TASK GOAL |
Lines from the one containing "Definition of the keypoint: for every instance of the water" through the last line of the data are to be repeated word for word, both ends included.

DATA IN THIS EXERCISE |
::::

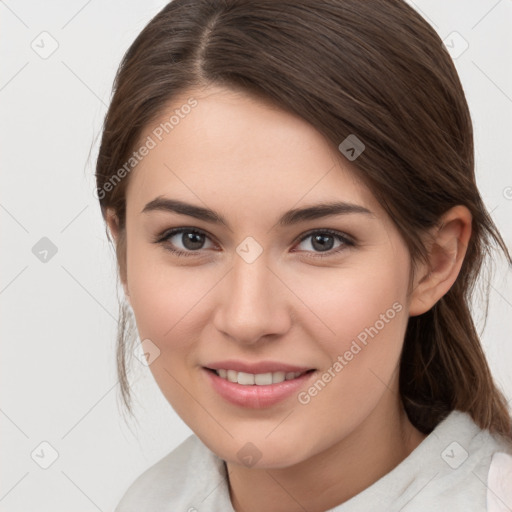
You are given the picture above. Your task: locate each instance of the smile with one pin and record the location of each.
(258, 379)
(266, 387)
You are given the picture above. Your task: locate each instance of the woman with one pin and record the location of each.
(291, 191)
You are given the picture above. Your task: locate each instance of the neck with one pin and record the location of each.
(331, 477)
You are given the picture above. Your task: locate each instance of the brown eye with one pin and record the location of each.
(183, 240)
(326, 241)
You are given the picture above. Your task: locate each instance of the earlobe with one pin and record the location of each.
(447, 246)
(112, 222)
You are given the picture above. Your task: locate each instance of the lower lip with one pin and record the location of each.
(256, 397)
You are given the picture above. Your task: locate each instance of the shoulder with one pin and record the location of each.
(176, 480)
(499, 483)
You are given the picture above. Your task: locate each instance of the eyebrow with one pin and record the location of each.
(289, 218)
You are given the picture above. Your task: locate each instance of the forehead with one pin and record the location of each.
(229, 148)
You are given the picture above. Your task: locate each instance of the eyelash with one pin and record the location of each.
(343, 238)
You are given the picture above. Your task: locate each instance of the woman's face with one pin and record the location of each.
(265, 282)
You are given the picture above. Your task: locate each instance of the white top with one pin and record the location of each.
(457, 467)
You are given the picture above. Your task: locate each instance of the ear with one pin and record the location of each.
(112, 221)
(447, 245)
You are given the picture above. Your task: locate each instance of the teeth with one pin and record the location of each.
(259, 379)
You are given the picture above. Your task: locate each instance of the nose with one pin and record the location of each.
(252, 303)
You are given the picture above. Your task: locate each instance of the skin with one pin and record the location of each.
(251, 162)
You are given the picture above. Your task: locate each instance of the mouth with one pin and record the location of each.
(257, 379)
(266, 385)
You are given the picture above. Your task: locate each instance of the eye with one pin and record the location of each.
(324, 241)
(185, 241)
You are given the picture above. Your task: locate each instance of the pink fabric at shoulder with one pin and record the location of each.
(499, 483)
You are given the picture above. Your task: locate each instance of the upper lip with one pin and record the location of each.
(258, 367)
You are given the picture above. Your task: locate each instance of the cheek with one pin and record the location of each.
(361, 307)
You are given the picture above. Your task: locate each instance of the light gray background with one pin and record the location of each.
(58, 380)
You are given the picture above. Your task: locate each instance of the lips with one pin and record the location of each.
(256, 385)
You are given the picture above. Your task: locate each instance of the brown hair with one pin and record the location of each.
(375, 69)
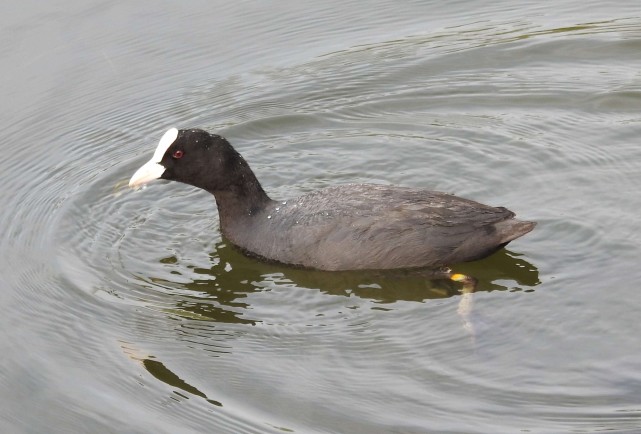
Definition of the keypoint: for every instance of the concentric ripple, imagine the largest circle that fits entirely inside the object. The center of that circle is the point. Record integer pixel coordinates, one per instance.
(506, 115)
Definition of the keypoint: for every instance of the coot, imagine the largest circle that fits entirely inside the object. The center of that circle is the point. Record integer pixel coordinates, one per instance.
(346, 227)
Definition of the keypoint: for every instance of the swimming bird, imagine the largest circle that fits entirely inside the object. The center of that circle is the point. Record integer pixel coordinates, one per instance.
(344, 227)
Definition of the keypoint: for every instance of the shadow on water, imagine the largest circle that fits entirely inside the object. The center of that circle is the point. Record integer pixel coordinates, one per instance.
(220, 294)
(234, 276)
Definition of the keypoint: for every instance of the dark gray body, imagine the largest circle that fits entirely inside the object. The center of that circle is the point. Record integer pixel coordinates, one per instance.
(348, 227)
(353, 227)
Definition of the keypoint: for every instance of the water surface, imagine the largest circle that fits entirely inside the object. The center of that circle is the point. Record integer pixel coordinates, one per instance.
(126, 311)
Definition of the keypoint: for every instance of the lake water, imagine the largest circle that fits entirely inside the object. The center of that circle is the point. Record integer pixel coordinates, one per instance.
(125, 311)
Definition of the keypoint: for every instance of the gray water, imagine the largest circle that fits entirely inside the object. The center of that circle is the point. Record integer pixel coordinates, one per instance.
(125, 311)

::::

COMPLETED TASK |
Definition of the keypoint: for every instance of the water surface, imagine the largest circle that fits entirely inside the object. The center of that circle is the point. Record integer pixel coordinates, one per instance.
(126, 311)
Definition of the keypoint: for every instance of the lake water, imagine the largest circle that fits entirely inside the object. The center of that circle is the point. Record integer pixel coordinates, one per instance.
(125, 311)
Definition of the keypoint: for every instance of the gray water, imagine the largest circle that fits entirely inside the object. The center of that circle is the point. Record integer pixel coordinates, one per instance.
(125, 311)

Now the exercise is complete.